═══ DATA SUPPLIED

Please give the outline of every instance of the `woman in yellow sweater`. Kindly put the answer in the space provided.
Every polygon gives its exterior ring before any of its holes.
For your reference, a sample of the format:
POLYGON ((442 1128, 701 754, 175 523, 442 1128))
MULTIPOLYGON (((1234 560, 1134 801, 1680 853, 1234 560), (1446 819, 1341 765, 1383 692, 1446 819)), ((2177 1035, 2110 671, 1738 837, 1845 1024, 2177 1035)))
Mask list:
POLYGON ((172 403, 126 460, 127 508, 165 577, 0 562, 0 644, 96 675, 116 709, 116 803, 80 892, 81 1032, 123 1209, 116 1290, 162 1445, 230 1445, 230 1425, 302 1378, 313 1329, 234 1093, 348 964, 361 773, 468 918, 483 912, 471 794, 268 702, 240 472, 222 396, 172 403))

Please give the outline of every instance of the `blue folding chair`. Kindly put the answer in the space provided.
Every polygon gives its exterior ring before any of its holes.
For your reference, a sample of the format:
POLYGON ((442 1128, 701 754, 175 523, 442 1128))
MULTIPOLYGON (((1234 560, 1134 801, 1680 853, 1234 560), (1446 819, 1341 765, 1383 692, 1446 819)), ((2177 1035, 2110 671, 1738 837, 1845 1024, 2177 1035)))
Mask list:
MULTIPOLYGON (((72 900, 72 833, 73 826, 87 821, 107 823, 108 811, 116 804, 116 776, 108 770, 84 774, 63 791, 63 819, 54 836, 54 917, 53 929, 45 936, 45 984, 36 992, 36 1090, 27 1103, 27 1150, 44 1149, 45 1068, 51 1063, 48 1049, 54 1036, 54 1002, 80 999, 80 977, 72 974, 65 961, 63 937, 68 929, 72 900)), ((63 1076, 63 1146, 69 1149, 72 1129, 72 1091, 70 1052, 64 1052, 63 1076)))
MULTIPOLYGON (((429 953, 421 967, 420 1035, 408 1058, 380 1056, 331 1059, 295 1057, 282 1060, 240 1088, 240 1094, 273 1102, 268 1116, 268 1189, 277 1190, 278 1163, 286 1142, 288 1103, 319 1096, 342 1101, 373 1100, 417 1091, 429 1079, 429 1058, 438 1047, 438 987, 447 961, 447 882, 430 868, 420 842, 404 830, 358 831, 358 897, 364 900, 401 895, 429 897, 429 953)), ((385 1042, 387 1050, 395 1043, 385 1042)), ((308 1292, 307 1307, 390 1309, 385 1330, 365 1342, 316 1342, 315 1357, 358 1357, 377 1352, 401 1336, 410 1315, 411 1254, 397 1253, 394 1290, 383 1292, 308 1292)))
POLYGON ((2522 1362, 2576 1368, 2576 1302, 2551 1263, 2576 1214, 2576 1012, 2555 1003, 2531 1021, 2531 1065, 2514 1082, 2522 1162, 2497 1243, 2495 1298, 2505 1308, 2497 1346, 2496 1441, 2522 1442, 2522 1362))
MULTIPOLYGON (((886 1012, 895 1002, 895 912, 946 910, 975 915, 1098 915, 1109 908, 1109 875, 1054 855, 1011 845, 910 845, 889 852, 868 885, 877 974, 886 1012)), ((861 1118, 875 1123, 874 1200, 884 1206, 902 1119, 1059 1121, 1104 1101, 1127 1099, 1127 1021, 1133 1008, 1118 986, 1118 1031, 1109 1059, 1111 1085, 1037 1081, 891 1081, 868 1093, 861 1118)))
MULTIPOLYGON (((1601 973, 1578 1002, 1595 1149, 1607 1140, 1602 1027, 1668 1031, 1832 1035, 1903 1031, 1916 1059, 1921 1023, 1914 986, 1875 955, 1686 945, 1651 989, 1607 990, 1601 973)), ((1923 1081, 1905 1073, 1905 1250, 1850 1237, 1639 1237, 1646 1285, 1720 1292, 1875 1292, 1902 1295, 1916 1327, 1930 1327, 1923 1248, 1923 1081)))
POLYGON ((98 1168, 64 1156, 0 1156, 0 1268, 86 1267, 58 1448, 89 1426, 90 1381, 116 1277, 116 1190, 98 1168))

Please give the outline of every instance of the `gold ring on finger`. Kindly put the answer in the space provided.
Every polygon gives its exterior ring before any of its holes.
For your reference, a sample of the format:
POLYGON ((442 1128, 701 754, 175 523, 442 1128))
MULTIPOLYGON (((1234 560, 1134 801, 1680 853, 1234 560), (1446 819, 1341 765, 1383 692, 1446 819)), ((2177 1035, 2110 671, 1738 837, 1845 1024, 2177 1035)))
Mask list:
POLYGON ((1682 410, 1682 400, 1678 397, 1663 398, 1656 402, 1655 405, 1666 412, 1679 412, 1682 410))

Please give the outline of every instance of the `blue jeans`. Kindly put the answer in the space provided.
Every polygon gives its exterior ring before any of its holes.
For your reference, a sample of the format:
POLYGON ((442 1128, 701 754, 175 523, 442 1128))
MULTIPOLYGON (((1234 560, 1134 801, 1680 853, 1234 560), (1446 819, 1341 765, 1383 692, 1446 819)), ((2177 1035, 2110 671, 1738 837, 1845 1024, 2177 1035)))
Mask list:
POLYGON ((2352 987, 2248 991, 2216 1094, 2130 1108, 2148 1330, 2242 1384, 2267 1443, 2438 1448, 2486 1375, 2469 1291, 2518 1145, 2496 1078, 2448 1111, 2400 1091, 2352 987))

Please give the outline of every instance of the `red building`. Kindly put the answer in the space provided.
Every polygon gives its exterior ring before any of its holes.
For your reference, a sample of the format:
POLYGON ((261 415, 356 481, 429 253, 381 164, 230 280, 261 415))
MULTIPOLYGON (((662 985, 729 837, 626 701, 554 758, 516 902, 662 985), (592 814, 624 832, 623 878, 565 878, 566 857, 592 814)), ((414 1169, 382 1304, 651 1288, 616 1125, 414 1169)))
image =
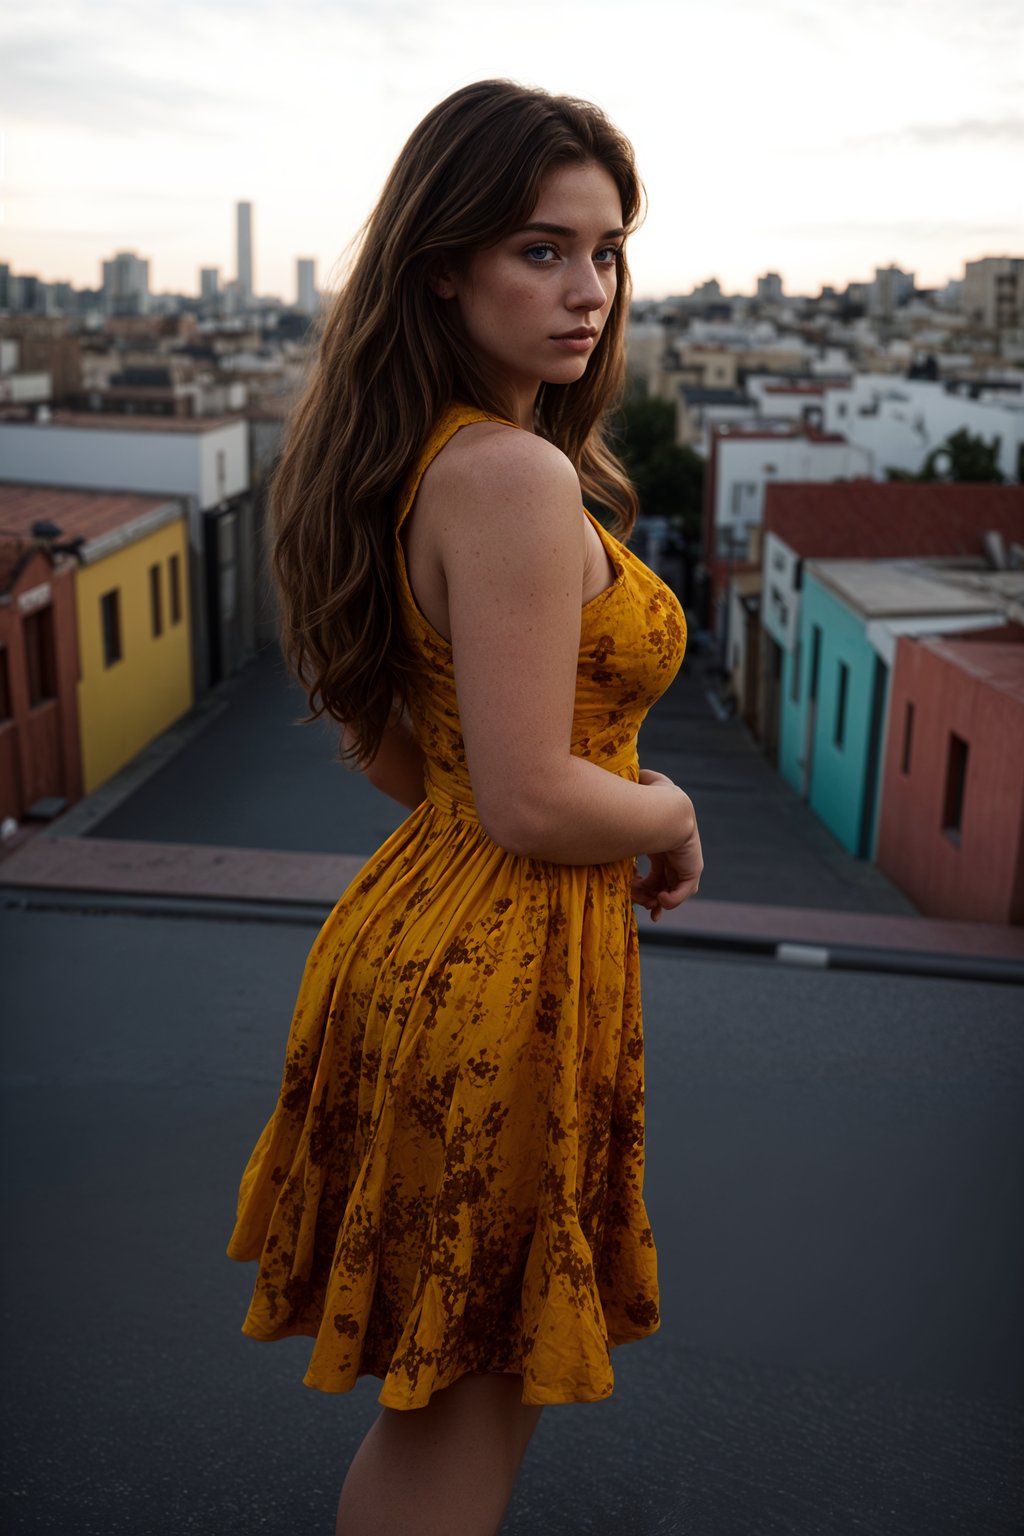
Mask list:
POLYGON ((82 794, 75 561, 0 533, 0 820, 82 794))
POLYGON ((767 487, 755 735, 775 761, 805 560, 939 559, 996 566, 1024 544, 1024 486, 855 479, 767 487), (994 558, 996 557, 996 558, 994 558))
POLYGON ((930 917, 1024 923, 1024 625, 904 635, 876 861, 930 917))

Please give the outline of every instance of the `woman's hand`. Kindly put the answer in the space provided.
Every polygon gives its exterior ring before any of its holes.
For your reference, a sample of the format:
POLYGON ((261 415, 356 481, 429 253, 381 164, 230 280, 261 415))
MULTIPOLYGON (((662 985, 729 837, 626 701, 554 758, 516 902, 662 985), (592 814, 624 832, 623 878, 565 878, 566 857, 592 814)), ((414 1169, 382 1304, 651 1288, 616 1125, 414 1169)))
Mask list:
MULTIPOLYGON (((641 784, 671 784, 672 780, 653 769, 641 768, 641 784)), ((649 853, 650 869, 645 875, 639 870, 633 876, 633 901, 651 914, 657 922, 662 912, 679 907, 687 897, 695 896, 700 888, 704 855, 701 852, 700 833, 696 818, 689 836, 673 848, 649 853)))

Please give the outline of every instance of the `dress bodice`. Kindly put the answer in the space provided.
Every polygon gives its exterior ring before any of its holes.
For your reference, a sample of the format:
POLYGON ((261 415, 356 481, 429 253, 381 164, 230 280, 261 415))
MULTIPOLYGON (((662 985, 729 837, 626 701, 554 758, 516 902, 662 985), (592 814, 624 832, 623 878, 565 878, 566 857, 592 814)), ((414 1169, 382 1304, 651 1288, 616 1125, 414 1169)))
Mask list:
MULTIPOLYGON (((431 435, 398 501, 395 562, 403 622, 423 667, 409 701, 427 760, 427 797, 439 809, 475 815, 455 691, 452 648, 421 612, 409 584, 400 531, 427 466, 464 426, 499 418, 468 406, 449 410, 431 435)), ((571 750, 622 777, 636 779, 637 733, 651 705, 672 682, 686 646, 686 620, 660 577, 582 508, 596 528, 616 576, 580 610, 571 750)))

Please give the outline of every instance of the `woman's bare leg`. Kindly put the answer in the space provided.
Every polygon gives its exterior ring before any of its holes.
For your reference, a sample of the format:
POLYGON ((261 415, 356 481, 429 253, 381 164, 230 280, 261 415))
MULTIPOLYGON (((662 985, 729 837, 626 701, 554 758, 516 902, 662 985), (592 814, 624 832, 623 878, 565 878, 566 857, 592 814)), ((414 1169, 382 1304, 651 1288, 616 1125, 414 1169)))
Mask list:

══════

Read the records above. Show each line that has the string "woman".

Please give the outline of every instance of the `woman in yellow sweater`. Kindly put the answer in the space provided.
Please give the outline of every instance of the `woman's hand`. Kindly put the answer in the space provided.
Please give the outline of every instance of the `woman's bare leg`. Kindly put the answer in the space provided.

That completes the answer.